[Tarefas propostas]
1. Responda, com base no texto sobre o papel do Estado na economia:
(a) Qual crise, e de que ano, é citada como marco da queda da atividade econômica?
(b) Quem cunhou a expressão "Consenso de Washington"?
(c) Que governo teve sua forma de tratar o papel do Estado influenciada pela conjuntura econômica herdada da década anterior?
2. Repita o texto sobre o papel do Estado na economia, tudo desde "Como resultado, ao" até "na década seguinte.", sem alterar nada.

[Texto]
=====

Assim, a diminuição dos níveis de atividade econômica, principalmente após a segunda crise do
petróleo, em 1979, colocou em xeque a capacidade do Estado de arrecadar os recursos
necessários para esses investimentos por meio de tributação. Deu-se início, então, a um
período de crise fiscal, em que o modelo de intervenção estatal passou a ser contestado. O
crescimento da participação do Estado na economia passou a ser visto como um elemento
desestabilizador, uma vez que as principais avaliações apontavam para os excessivos gastos
públicos como principal causa da aceleração inflacionária. Além disso, o avanço nas tecnologias
eletrônicas e o processo de globalização impuseram uma nova dinâmica ao desenvolvimento
econômico, dinâmica esta que o Estado era incapaz de acompanhar sem agravar ainda mais
seu desequilíbrio fiscal.
Como resultado, ao serem expostas as deficiências do modelo de desenvolvimento via
intervenção do Estado, renovou-se a crença nas leis de mercado e na iniciativa privada como
sendo as únicas forças capazes de efetivamente garantir uma estabilidade econômica
sustentável em face da nova conjuntura que se apresentava. Assim, no começo da década de
1990, o que podemos observar é que o debate sobre o papel do Estado na sociedade voltou a
gravitar em torno da corrente que defendia uma diminuição da atuação estatal sobre a
atividade econômica.
Assim, a conjuntura econômica herdada da década anterior influenciou decisivamente
a maneira como o governo Collor tratou a questão do papel do Estado na sociedade. No
entanto, em termos políticos, a década de 1980 também foi marcada por acontecimentos
extremamente relevantes, cujas influências também puderam ser vistas na década seguinte.
Um símbolo dessa nova corrente de pensamento que se estabelecia no mundo foi o
chamado Consenso de Washington, expressão cunhada pelo economista John Williamson para
definir um conjunto de políticas que, na visão das principais instituições financeiras
internacionais sediadas na capital americana, eram essenciais para estimular o
desenvolvimento em países considerados economicamente atrasados, principalmente na
América Latina. Suas orientações eram, entre outras: a) disciplina fiscal, ou seja, diminuição
dos déficits governamentais, que eram vistos como a principal causa das graves crises de
balanço de pagamentos e das altas taxas de inflação de alguns países sul-americanos na época,
inclusive o Brasil; b) reavaliação dos gastos públicos, propondo que os governos deixassem de
alocar os recursos do Estado em medidas que atuassem diretamente sobre o sistema produtivo
ou em gastos administrativos e militares, e passassem a adotar como prioridade os
investimentos em infraestrutura, saúde, educação; c) privatização de empresas dirigidas pelo
Estado, que seriam ineficientes em sua capacidade de promover a melhor distribuição de
recursos; e d) desregulação da economia, recomendando que deveria ser eliminado qualquer
tipo de regulamentação que atuasse como barreira de entrada nos mercados ou que servisse
de empecilho à competição no setor privado, partindo do pressuposto de que a legislação
deveria ser formulada com o intuito
de assegurar garantias e estimular a prudência financeira,
sem controle de preços em indústrias não competitivas. Havia, ainda, outras recomendações
complementares, como reforma tributária, liberalização financeira e comercial, todas atuando
no mesmo sentido, ou seja, para a menor participação do Estado na economia e maiores
incentivos às forças de mercado (Williamson, 2004, p. 3).

=====

[Entradas do conjunto]
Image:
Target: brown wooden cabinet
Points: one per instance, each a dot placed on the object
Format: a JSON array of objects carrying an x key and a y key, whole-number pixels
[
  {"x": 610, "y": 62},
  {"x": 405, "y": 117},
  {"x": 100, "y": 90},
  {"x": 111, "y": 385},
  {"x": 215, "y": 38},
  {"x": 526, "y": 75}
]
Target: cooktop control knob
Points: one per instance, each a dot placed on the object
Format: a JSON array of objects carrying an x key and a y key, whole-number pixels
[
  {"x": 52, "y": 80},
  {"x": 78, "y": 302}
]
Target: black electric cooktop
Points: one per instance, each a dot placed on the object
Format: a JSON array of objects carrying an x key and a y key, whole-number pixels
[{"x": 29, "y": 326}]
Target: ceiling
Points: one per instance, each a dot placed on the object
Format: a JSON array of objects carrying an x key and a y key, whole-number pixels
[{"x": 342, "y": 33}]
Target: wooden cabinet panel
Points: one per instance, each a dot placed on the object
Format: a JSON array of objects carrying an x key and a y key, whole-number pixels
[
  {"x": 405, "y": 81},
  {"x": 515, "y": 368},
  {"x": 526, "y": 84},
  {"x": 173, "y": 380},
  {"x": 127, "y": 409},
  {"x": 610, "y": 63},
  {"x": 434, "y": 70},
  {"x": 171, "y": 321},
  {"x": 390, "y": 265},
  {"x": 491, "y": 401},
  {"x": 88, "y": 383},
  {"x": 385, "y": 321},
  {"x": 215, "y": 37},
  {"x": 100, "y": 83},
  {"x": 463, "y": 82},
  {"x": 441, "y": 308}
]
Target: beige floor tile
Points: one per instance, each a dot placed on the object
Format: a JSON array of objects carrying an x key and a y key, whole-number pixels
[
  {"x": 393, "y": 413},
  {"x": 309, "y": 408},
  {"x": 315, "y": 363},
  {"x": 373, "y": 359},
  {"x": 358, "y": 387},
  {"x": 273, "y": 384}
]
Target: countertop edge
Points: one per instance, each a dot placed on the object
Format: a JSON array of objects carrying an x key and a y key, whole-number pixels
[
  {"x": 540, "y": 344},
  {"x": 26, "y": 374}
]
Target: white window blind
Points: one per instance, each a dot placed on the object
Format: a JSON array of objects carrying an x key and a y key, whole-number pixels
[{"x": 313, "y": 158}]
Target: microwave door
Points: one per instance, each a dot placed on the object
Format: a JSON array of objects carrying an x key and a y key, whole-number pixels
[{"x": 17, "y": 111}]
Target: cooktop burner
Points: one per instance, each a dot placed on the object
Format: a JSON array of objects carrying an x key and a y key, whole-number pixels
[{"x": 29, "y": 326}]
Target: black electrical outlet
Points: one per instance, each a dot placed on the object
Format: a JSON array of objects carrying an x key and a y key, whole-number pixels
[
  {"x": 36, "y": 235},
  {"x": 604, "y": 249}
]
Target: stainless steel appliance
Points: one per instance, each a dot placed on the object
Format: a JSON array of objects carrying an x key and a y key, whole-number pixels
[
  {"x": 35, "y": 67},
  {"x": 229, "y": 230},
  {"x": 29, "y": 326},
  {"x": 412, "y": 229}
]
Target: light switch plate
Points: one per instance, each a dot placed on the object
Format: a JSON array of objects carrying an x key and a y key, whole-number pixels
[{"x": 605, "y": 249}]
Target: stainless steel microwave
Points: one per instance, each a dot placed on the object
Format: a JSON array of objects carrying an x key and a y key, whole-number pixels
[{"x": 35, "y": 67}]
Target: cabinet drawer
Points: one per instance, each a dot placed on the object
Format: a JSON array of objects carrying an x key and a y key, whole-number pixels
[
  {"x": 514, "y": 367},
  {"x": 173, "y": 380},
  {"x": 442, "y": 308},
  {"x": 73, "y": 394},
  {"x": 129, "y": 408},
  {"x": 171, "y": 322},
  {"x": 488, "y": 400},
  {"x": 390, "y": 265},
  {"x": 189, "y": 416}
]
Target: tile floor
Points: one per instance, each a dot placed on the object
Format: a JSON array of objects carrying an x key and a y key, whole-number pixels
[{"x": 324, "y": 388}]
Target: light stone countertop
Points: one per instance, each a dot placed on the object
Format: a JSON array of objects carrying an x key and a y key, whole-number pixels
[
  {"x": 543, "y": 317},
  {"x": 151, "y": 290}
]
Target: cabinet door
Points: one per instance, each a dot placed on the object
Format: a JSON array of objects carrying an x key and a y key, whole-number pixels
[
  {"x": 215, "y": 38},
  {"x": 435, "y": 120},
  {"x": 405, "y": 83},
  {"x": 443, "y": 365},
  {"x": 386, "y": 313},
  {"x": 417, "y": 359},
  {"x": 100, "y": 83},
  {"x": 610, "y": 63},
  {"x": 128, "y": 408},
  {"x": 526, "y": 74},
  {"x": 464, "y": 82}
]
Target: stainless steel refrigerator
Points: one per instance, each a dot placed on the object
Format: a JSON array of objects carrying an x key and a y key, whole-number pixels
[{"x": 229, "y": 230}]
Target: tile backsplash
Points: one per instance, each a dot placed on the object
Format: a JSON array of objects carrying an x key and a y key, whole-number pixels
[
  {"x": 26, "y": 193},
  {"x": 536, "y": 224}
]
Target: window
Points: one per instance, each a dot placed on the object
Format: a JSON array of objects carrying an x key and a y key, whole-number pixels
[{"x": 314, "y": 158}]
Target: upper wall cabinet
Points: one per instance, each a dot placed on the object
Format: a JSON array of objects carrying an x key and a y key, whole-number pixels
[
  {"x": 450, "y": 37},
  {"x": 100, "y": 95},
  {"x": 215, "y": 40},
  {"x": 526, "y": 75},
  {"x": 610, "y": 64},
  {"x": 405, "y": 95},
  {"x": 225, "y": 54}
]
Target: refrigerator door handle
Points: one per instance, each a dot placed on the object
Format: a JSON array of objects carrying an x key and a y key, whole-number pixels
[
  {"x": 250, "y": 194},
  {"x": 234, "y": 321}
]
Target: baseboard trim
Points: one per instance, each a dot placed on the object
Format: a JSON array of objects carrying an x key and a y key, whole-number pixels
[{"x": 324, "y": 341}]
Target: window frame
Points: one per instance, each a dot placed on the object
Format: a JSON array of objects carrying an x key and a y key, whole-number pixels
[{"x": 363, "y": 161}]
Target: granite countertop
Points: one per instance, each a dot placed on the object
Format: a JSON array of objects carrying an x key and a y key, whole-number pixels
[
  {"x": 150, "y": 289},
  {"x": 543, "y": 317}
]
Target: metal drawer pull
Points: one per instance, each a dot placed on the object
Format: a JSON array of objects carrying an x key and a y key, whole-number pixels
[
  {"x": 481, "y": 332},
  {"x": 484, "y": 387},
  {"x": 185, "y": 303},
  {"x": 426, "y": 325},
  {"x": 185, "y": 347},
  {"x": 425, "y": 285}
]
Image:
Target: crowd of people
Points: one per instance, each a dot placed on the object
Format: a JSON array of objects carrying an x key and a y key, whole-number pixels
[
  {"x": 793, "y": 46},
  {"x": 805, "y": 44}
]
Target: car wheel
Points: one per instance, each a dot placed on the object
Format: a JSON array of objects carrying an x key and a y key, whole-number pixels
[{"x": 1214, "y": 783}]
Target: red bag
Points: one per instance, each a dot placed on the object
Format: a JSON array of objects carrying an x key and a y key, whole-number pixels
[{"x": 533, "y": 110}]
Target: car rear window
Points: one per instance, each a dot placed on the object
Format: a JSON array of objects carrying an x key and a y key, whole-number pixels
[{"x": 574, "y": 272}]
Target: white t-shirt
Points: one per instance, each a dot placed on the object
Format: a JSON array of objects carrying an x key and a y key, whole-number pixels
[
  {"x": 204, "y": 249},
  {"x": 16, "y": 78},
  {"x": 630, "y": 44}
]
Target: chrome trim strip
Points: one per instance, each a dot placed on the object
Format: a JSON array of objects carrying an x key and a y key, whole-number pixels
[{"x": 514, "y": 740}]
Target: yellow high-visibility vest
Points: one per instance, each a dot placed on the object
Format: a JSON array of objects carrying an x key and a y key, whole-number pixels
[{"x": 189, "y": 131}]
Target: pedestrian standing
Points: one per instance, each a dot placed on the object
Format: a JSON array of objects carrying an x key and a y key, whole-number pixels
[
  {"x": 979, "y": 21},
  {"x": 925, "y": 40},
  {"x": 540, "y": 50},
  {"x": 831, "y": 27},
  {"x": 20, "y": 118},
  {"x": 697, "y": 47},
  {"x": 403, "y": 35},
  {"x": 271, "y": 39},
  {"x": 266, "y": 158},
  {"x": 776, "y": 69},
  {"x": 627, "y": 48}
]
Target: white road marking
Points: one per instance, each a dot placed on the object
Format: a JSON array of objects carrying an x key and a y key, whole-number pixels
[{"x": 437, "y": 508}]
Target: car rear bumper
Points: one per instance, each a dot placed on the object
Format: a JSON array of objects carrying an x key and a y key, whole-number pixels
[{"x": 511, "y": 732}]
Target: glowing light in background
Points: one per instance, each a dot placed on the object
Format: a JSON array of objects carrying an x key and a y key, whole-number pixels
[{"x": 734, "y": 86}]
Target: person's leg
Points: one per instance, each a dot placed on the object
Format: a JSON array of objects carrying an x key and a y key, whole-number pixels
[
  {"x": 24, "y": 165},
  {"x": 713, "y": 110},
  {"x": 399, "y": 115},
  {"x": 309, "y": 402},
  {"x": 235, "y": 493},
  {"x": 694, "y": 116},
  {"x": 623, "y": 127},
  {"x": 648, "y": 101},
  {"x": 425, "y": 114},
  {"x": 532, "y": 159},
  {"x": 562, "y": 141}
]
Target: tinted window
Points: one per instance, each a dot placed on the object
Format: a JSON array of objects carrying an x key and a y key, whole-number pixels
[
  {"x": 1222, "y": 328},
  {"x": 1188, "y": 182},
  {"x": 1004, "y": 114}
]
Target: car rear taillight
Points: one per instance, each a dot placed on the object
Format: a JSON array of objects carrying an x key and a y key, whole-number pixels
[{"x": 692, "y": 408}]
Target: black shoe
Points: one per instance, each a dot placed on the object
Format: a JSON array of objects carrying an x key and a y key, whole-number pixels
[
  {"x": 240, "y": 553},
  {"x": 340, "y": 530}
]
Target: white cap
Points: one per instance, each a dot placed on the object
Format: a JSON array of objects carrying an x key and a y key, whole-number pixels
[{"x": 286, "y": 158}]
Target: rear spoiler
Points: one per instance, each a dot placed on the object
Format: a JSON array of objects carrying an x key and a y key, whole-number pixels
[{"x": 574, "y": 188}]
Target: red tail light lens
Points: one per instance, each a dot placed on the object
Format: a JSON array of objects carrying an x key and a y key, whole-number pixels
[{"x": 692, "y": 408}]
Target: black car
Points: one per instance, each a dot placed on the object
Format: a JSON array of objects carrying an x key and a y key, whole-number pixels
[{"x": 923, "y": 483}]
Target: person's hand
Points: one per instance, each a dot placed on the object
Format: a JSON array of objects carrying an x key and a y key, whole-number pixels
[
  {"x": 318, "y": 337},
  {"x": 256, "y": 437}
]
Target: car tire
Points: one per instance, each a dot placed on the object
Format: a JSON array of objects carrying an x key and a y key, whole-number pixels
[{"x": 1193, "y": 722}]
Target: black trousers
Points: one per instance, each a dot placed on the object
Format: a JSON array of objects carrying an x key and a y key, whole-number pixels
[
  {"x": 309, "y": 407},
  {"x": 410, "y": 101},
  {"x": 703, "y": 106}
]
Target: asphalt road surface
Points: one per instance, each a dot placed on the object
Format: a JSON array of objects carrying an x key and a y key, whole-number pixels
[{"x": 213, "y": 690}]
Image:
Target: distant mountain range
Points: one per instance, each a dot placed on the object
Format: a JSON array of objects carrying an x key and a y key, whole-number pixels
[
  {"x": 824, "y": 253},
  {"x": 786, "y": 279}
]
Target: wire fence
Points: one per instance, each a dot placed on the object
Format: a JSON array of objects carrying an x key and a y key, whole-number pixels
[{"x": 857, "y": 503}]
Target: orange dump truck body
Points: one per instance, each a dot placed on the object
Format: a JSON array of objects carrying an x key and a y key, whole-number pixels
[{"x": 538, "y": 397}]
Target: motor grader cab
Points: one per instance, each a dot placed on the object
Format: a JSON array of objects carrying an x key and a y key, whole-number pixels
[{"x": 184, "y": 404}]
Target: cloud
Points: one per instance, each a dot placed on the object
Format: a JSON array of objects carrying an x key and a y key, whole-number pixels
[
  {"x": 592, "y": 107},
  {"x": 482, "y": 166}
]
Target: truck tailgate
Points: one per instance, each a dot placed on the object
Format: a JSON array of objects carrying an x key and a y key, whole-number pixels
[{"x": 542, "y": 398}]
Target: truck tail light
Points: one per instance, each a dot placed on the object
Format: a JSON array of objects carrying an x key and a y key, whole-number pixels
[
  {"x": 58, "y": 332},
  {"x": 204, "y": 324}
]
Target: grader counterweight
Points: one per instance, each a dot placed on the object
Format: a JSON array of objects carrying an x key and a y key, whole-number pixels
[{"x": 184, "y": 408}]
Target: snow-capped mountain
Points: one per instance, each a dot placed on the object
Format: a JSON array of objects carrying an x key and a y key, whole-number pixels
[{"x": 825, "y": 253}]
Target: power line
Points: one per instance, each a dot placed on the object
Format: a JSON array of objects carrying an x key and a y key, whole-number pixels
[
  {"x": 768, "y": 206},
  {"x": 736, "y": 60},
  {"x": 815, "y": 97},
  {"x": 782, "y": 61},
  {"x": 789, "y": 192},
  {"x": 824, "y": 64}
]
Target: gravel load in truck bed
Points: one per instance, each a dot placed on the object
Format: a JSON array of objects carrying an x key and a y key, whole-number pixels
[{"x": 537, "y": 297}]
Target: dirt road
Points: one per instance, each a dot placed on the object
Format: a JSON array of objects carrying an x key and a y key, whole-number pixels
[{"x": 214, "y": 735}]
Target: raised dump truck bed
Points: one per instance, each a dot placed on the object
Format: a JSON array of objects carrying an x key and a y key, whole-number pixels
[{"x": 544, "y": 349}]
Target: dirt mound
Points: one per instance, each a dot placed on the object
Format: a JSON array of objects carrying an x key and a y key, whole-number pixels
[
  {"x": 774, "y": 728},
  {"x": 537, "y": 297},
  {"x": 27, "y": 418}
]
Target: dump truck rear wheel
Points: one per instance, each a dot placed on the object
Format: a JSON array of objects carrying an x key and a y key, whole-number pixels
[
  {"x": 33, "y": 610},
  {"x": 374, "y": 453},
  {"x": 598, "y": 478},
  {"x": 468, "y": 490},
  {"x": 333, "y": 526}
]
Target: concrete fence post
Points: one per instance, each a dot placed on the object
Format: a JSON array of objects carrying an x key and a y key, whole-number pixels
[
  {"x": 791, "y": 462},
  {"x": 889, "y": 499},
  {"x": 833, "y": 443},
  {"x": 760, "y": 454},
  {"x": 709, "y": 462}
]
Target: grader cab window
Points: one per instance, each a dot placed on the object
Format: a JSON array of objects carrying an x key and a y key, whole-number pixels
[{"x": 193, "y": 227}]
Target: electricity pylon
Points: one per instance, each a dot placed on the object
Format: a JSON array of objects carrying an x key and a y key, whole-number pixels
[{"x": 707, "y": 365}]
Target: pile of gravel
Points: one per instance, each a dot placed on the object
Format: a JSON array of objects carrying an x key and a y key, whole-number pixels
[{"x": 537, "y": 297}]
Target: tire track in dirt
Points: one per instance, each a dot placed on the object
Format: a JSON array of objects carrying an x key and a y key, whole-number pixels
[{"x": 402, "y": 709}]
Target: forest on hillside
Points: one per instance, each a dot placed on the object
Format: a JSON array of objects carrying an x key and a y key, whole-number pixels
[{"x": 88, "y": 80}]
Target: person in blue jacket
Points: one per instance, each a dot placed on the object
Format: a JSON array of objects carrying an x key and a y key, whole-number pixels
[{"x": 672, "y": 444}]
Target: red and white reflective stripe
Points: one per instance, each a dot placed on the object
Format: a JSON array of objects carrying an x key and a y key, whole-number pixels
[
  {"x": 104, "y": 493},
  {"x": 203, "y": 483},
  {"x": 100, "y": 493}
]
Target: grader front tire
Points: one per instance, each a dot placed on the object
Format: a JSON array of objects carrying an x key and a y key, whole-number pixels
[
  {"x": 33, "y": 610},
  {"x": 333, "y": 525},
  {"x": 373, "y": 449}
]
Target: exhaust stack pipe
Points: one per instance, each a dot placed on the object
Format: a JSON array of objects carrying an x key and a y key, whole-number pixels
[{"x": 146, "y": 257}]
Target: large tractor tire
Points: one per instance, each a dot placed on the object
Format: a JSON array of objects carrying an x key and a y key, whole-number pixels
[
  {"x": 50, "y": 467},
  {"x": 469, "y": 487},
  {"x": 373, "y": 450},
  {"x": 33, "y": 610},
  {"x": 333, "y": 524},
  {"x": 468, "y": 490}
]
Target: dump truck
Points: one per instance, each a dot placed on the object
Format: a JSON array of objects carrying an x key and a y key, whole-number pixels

=====

[Respostas esperadas]
1.
(a) A segunda crise do petróleo, em 1979.
(b) O economista John Williamson.
(c) O governo Collor.

2.
Como resultado, ao serem expostas as deficiências do modelo de desenvolvimento via
intervenção do Estado, renovou-se a crença nas leis de mercado e na iniciativa privada como
sendo as únicas forças capazes de efetivamente garantir uma estabilidade econômica
sustentável em face da nova conjuntura que se apresentava. Assim, no começo da década de
1990, o que podemos observar é que o debate sobre o papel do Estado na sociedade voltou a
gravitar em torno da corrente que defendia uma diminuição da atuação estatal sobre a
atividade econômica.
Assim, a conjuntura econômica herdada da década anterior influenciou decisivamente
a maneira como o governo Collor tratou a questão do papel do Estado na sociedade. No
entanto, em termos políticos, a década de 1980 também foi marcada por acontecimentos
extremamente relevantes, cujas influências também puderam ser vistas na década seguinte.